Was Gustav Mahler’s wife, Alma Mahler really a narcissistic and coldly serial seducer of powerful men? Read on to find out…
Alma Mahler’s reputation as a serial, trophy-hunting adultress, alluring and then casting off one artistic giant after another, may be ineradicable but only partly justified. Certainly, in addition to her three husbands – the composer Gustav Mahler, the architect Walter Gropius and the writer Franz Werfel – she enjoyed the favours of a number of talented men.
But too few commentators have tried to see things from Alma’s point of view, rather than portray her as an opportunistic social climber, neglectful of her wifely duties to a series of distinguished creative artists.
Some of Alma’s character traits, combined with a penchant for anti-Semitic remarks (despite her various Jewish husbands and acquaintances), make her a complex, perplexing figure maybe hard to love yet worthy of our attention.
But quite apart from the fact that Alma Mahler was a highly intelligent, accomplished pianist and singer, and a composer of even greater potential, any attempt to understand her has to take into account the social and psychological circumstances of her upbringing.
Marriage to Gustav Mahler… and his demand that Alma abandon composing
Early admirers included the artist Gustav Klimt and the composer and conductor Alexander Zemlinsky, with whom Alma had composition lessons from 1900. Zemlinsky unsurprisingly fell in love with his attractive 21-year-old pupil and Alma was sufficiently enamoured to consider marrying him.

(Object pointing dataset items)
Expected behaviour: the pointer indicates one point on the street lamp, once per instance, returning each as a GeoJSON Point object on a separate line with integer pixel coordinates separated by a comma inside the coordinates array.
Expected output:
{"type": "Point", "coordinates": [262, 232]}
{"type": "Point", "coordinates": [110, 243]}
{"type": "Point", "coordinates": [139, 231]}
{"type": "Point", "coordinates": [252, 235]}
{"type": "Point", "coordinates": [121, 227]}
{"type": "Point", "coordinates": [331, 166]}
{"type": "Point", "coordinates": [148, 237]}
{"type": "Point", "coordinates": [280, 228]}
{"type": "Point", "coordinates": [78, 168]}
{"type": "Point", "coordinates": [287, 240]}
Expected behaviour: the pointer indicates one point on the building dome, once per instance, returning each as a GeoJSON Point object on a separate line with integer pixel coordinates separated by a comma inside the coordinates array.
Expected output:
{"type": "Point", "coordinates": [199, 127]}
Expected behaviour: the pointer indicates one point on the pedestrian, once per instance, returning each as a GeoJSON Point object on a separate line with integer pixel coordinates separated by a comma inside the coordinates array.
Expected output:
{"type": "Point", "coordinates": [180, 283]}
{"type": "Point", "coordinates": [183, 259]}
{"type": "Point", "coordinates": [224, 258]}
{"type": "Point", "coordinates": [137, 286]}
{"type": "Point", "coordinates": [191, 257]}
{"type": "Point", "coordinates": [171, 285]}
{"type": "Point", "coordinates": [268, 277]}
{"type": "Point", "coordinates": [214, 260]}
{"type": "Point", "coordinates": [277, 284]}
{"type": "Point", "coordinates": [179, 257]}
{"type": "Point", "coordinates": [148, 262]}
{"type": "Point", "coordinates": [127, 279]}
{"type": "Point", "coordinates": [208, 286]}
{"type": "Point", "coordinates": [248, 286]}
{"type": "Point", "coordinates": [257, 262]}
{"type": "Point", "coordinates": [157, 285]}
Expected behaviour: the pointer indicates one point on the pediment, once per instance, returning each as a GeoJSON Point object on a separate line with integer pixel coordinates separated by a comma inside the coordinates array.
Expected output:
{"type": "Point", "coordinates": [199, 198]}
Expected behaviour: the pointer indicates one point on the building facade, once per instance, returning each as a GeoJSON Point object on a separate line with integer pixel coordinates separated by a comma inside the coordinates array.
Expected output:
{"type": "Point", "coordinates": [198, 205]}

THE TASK:
Can you reproduce the part of the Alma Mahler text that opens with the words containing "Some of Alma’s" and closes with "of her upbringing."? The items aren't needed here.

RESPONSE TO THIS EXERCISE:
Some of Alma’s character traits, combined with a penchant for anti-Semitic remarks (despite her various Jewish husbands and acquaintances), make her a complex, perplexing figure maybe hard to love yet worthy of our attention.
But quite apart from the fact that Alma Mahler was a highly intelligent, accomplished pianist and singer, and a composer of even greater potential, any attempt to understand her has to take into account the social and psychological circumstances of her upbringing.